WORK REQUIRED:
Pick out each line below that contains the word "roof", and copy those lines in full.

RECORDS:
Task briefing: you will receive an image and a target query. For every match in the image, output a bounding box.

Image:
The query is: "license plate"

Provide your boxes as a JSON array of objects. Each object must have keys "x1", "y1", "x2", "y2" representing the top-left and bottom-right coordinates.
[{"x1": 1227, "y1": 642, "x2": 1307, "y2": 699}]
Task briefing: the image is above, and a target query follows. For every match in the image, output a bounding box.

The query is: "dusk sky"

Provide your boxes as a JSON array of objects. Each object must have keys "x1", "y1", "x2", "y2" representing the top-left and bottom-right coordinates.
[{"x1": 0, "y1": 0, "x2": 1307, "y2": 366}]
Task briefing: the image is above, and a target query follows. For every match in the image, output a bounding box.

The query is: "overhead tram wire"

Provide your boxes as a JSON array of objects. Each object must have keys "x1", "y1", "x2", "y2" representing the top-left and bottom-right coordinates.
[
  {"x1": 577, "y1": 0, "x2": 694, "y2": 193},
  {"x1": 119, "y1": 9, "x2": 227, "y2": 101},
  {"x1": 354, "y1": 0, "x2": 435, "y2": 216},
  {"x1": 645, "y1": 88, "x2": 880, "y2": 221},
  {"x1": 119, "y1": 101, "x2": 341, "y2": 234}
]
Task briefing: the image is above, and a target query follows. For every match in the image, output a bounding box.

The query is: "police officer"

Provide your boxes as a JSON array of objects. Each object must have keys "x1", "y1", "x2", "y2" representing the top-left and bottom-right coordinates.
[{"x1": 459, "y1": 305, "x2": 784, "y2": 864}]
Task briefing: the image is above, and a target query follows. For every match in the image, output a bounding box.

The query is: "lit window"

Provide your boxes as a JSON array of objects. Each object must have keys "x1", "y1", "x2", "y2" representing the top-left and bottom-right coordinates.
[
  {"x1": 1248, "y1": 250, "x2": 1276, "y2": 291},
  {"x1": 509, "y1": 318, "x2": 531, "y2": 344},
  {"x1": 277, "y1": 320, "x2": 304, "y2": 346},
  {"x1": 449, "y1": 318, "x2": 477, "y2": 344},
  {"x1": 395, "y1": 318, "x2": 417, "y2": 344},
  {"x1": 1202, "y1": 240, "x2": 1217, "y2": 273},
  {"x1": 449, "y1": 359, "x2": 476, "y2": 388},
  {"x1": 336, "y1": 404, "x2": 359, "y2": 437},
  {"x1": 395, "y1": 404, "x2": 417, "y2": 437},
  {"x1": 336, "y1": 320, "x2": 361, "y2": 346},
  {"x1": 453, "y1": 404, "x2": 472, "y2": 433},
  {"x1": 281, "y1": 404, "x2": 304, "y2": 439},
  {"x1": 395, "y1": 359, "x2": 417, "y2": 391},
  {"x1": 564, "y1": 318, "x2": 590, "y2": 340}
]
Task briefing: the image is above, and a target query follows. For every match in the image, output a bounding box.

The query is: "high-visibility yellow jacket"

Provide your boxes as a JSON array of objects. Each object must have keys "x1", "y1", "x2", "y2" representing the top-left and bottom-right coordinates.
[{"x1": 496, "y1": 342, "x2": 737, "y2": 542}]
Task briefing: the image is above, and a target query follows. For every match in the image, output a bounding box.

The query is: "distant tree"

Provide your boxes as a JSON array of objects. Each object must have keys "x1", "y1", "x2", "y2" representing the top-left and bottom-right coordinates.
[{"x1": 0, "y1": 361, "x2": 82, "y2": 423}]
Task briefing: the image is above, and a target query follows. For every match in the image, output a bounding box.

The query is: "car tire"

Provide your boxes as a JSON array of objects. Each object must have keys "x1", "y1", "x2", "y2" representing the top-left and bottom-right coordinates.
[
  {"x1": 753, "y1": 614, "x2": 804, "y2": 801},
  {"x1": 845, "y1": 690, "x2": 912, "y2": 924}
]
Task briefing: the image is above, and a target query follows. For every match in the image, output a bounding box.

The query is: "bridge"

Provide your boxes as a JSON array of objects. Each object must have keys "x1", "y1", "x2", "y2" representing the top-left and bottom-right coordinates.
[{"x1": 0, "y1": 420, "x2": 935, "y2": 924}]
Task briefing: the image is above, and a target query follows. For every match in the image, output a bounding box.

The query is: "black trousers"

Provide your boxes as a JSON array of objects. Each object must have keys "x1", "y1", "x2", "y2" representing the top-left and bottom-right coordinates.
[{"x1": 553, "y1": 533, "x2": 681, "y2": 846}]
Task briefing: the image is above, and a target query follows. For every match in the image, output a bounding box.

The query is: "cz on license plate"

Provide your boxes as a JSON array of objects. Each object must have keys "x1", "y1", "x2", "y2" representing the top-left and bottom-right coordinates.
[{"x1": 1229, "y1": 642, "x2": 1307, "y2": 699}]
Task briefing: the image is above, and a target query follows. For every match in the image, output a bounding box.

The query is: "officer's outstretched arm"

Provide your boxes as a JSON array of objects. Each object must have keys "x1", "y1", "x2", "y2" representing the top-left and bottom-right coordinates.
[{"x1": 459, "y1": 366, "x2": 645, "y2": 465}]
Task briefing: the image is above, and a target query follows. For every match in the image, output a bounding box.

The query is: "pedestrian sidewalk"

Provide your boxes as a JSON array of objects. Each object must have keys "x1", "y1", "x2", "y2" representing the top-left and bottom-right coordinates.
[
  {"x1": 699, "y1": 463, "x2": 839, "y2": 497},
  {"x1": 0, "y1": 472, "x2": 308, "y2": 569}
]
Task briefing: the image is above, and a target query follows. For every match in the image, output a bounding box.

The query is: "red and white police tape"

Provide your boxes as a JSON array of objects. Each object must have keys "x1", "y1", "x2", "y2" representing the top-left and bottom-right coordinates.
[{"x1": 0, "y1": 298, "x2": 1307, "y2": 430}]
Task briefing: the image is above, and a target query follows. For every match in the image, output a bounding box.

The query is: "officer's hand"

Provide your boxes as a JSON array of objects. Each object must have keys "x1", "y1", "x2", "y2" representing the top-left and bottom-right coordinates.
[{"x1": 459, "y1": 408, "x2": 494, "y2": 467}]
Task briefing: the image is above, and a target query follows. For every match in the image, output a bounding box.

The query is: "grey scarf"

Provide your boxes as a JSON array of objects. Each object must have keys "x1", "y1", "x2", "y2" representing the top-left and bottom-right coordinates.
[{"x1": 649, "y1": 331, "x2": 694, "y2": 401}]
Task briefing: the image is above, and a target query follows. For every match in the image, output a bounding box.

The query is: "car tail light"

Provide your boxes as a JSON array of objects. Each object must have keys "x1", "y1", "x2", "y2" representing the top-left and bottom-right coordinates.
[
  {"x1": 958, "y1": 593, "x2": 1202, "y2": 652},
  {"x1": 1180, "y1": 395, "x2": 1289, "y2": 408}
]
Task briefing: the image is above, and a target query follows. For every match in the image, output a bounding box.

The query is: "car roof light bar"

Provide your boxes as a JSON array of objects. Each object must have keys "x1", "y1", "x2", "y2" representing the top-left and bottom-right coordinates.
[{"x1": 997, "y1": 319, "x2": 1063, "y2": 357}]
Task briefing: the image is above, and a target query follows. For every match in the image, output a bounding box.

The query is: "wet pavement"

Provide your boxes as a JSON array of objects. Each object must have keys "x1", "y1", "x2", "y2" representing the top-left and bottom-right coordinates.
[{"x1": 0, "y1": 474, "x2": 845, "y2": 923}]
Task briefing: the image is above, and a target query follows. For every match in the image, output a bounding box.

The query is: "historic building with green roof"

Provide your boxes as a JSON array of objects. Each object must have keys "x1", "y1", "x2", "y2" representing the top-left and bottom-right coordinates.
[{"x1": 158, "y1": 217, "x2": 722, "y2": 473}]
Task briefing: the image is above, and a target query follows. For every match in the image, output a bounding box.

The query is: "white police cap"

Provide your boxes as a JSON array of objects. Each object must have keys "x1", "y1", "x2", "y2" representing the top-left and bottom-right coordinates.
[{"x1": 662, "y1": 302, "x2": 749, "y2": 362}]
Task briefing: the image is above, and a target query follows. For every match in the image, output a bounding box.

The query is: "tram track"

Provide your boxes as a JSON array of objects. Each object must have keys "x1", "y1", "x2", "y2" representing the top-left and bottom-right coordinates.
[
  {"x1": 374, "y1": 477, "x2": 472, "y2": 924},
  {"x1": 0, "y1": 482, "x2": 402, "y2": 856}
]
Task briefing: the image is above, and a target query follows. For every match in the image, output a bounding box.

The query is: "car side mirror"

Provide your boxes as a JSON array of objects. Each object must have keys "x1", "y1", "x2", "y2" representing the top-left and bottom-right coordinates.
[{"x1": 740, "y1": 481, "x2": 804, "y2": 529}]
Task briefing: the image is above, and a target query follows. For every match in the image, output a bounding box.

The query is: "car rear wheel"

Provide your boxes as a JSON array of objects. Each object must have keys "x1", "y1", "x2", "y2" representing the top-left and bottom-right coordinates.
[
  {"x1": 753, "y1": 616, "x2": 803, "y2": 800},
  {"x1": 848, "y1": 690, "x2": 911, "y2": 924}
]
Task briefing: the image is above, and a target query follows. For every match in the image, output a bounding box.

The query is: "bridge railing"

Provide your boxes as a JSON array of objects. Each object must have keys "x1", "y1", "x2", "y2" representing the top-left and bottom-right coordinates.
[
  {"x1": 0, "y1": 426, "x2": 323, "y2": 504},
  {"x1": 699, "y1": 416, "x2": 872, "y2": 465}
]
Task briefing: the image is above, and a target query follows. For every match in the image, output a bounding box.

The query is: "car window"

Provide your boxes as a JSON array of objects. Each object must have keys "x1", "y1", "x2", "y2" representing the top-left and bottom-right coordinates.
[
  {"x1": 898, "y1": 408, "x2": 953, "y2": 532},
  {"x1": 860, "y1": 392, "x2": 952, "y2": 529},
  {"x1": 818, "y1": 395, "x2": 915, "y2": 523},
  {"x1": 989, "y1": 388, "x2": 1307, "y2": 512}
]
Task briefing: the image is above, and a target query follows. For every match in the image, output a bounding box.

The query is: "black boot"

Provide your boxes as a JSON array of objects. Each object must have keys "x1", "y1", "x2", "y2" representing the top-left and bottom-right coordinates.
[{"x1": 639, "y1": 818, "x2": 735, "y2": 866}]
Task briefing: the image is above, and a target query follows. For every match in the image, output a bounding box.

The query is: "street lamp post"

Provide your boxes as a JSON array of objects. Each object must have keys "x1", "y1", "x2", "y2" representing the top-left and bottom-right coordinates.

RESULT OF THE EXERCISE:
The query is: "car roof light bar"
The query is: "historic building with green roof"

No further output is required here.